## Task requirements
1. In the illumos mailing list email, who does the quoted message name as one of the maintainers of OI?
2. List every project the quoted message in the illumos mailing list email says Bryce can select depending on his taste.
3. Carry the illumos mailing list email forward from the point where it stops.

## Page extract
--- START ---
Hi Iggi,

Alright, I'll take a look at the Issues and such under the GitHub repos.

I have OI running on an amd64 uefi+csm machine, and an amd64 bios-only
machine.

On Sat, Jul 27, 2024, 1:23 PM Ignacio Soriano Hernandez via illumos-discuss
<discuss@lists.illumos.org> wrote:

>
> Hi Bryce,
>
> that would be awesome, if you just look into:
>
> https://www.illumos.org/projects
>
> There is so much for your taste that you be overwhelmed by the things that
> are pending in all areas and due to capacity and knowledge are more in "bug
> fixing" mode than anything else :-)
>
> graphicsdrm, illumos-gate, OpenIndiana you can select depending on your
> taste ..  and yes, the arm64 approaches had more an experimental approach
> with lots and lots of "custom" workarounds (don't want to call them "hacks"
> :-))
>
> Have you installed one of the illumos based dirtros on baremetal (or
> running in a VM)? .. then you will instantly find out what is missing ..
> because you will be joining from an operating system that has basically
> support for everything ..
>
> Btw. Toasterson (nick) is one of the maintainers of OI, nice guy, very
> helpful and he arranged some co-working sessions to tackle the most
> "urgent" topics.
--- END ---
[Saved entries]
--- START ---
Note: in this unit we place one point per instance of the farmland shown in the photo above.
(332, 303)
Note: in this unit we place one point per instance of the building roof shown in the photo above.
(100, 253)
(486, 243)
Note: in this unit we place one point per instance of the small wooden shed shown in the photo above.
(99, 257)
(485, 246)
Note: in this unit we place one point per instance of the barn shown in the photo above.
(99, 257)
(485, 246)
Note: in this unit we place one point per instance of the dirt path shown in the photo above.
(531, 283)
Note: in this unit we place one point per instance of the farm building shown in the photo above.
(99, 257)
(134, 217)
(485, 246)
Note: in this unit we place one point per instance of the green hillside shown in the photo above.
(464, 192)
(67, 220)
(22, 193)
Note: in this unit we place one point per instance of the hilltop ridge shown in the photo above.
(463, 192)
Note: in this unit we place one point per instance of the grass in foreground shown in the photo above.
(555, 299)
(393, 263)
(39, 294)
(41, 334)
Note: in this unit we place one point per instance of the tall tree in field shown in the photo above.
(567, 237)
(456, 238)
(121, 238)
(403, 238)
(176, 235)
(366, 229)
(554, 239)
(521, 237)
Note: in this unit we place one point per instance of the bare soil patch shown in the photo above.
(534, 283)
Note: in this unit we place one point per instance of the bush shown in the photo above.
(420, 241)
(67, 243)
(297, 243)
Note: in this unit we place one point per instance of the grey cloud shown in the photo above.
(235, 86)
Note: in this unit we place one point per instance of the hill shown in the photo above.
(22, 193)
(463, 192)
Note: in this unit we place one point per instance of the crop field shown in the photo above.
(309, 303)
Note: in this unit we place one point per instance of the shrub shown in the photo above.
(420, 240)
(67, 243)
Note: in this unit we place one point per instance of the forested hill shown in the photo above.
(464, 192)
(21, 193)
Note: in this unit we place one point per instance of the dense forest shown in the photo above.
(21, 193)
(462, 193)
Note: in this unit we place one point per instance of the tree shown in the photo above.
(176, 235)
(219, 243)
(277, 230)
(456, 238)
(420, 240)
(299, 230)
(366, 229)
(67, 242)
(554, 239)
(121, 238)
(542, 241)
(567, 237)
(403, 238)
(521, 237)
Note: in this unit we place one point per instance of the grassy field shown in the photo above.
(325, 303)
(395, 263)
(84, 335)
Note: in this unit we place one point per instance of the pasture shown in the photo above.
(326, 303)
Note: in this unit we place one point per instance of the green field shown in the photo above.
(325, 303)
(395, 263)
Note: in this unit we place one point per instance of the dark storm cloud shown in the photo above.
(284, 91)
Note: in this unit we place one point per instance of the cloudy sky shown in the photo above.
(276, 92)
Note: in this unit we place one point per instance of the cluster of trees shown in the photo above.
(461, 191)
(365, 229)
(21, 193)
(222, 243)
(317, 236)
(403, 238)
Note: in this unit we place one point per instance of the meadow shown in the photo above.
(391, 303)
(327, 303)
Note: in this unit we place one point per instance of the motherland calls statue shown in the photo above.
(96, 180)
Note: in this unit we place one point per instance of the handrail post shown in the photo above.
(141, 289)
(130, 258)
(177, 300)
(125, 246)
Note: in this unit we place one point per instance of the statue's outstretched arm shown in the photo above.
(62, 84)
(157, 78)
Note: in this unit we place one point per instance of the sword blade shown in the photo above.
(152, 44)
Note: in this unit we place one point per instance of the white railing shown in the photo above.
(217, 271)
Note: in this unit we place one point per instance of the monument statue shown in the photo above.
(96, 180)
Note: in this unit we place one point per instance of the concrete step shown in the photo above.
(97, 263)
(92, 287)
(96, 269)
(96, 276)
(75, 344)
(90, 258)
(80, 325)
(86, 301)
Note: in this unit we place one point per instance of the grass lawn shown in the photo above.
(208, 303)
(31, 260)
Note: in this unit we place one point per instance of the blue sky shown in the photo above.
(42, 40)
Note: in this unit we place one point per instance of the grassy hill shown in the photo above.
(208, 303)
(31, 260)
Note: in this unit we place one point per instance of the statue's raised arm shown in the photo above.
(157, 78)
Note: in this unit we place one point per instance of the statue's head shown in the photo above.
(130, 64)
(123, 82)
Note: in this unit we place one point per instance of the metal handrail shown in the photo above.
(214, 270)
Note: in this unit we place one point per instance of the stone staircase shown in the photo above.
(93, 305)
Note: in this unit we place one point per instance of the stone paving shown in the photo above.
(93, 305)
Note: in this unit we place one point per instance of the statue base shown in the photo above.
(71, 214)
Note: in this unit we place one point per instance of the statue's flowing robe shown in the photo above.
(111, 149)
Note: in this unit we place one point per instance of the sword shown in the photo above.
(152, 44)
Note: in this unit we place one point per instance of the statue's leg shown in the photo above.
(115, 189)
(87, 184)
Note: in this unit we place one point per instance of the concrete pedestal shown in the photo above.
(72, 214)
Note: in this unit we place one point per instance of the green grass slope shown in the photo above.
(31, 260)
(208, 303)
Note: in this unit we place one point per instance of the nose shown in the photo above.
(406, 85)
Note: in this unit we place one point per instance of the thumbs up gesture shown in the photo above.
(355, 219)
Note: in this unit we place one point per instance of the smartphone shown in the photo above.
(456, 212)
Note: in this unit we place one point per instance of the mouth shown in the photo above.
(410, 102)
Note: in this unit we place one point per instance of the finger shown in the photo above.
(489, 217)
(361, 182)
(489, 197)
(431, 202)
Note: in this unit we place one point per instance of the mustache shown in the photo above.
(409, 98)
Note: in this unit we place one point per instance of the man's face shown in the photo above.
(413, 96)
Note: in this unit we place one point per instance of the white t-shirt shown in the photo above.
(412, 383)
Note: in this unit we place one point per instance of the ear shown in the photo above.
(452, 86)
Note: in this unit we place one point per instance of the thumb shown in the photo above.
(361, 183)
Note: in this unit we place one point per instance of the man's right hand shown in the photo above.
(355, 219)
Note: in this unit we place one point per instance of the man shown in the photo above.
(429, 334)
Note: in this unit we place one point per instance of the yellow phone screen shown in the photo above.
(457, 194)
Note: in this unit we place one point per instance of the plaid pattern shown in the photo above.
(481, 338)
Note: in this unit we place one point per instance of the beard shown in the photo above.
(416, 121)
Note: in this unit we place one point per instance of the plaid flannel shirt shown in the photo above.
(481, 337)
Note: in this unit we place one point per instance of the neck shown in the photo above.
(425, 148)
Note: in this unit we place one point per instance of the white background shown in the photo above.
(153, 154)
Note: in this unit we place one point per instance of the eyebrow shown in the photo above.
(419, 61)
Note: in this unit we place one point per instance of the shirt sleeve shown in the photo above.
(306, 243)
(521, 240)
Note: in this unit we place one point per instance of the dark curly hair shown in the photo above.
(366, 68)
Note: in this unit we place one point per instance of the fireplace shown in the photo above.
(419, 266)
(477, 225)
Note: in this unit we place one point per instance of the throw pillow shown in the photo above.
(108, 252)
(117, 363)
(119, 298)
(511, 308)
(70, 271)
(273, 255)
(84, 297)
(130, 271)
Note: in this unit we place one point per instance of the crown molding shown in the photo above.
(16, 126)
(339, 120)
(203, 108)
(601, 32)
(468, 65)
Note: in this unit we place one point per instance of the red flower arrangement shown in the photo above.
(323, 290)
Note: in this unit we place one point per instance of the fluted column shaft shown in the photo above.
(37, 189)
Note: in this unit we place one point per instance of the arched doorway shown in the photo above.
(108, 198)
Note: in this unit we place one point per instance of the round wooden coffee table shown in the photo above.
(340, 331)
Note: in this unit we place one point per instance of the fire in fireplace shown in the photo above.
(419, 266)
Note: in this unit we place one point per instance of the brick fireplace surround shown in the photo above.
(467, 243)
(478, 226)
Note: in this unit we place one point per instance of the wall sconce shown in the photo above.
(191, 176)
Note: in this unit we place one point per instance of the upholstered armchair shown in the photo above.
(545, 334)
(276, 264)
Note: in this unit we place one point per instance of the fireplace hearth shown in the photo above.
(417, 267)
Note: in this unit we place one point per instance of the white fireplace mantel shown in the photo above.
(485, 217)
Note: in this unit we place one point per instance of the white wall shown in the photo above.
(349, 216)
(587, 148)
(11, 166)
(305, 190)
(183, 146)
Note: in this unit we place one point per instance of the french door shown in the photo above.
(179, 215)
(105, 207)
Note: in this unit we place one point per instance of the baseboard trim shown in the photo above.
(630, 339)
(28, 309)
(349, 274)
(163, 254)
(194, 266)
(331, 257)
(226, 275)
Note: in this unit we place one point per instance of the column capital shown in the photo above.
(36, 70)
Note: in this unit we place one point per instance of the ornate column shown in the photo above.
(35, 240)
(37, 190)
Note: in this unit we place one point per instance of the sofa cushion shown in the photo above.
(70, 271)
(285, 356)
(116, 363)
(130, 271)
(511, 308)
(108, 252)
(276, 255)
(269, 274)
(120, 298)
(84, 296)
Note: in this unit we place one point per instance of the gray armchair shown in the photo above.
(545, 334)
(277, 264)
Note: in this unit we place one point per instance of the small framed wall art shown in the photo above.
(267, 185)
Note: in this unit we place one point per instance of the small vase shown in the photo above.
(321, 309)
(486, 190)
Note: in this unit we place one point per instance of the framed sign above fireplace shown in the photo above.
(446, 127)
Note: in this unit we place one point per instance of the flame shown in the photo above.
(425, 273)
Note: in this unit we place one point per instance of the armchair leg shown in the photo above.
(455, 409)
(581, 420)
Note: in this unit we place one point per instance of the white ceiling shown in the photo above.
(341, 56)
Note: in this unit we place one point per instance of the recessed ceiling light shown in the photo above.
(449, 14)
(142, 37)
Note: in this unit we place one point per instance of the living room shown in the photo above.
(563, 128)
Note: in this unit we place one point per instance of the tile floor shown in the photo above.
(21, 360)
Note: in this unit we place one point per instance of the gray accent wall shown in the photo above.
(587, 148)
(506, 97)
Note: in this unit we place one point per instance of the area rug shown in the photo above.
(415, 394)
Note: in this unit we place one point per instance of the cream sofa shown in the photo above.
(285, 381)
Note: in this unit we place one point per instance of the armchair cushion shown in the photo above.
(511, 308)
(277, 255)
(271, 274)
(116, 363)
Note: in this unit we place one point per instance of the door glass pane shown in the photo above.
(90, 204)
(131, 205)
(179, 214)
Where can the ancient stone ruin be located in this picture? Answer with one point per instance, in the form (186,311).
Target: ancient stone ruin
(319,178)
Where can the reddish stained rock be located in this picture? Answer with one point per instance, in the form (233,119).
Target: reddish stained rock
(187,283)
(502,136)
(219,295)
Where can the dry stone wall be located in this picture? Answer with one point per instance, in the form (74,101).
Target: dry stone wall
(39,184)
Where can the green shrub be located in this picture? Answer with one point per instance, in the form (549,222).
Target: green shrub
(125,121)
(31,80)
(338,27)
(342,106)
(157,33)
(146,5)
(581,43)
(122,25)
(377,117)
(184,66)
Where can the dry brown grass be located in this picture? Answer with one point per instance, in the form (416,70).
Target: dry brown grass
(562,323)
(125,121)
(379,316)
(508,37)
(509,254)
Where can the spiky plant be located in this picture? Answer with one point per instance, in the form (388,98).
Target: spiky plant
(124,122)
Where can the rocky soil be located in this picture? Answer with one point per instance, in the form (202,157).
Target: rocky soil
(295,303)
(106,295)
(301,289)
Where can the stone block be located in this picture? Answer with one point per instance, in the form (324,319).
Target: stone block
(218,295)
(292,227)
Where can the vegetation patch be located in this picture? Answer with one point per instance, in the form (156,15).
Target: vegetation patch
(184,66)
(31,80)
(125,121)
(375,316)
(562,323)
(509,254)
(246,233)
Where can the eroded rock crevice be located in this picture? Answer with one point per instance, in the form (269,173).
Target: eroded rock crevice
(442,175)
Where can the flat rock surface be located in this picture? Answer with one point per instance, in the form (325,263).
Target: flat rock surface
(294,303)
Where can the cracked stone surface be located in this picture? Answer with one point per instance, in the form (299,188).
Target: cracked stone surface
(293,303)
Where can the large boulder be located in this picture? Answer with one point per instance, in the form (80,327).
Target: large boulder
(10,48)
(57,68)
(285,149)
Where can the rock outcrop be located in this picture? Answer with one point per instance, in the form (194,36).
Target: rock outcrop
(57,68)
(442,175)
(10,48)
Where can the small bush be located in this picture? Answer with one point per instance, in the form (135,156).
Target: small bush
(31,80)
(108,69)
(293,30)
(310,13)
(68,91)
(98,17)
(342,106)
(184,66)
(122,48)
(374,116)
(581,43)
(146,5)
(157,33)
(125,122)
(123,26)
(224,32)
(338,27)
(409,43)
--- END ---
## Answers for the exercise
1. Toasterson (a nickname)

2. graphicsdrm, illumos-gate, OpenIndiana

3.
>
> Cheers
>
> Iggi
>
> Bryce <678...@gmail.com> schrieb am 27. Juli 2024 um 18:58:
>
>
> Hi, Iggi:
>
> I certainly would not mind contributing wherever I could. I've been
> reading through the source for the bootloader, if there are any issues that
> need to be addressed id love to see if I could help.
>
> I'd like to port Illumos because, while there do exist several ports to
> arm64, they are all incomplete or don't work for some people. id like to
> try fixing this.
>
> If there's anything that I could contribute I'd love to know.
>
>
> On Sat, Jul 27, 2024, 12:09 PM Ignacio Soriano Hernandez via
> illumos-discuss <discuss@lists.illumos.org> wrote:
>
>> Hi Bryce,
>>
>> let me first complain as I cannot help you with your request.
>>
>> Reading this posting I just ask myself, why is this the next try to make
>> something where illumos and several distros based on it still lack core
>> capabilities (see the driver support, power management, graphics subsystem,
>> etc, etc.) there even have been several proof of concepts with regards to
>> having an illumos based distro on arm64 (yes, several projects made it up
>> to prompt and some core capabilities) while someone with that deep
>> knowledge would be a huge asset to get some things done to close some gaps?
>> And don't get me wrong please, I like that there are projects one wants
>> and has to do because it THAT what gathers your interest :-)
>> So if you like to get into the core core there are lots of areas where
>> someone knowledgeable like you could deliver so much value to the whole
>> community .
>>
>> Thanks for your passion and motiviation and welcome in the rabbithole :-)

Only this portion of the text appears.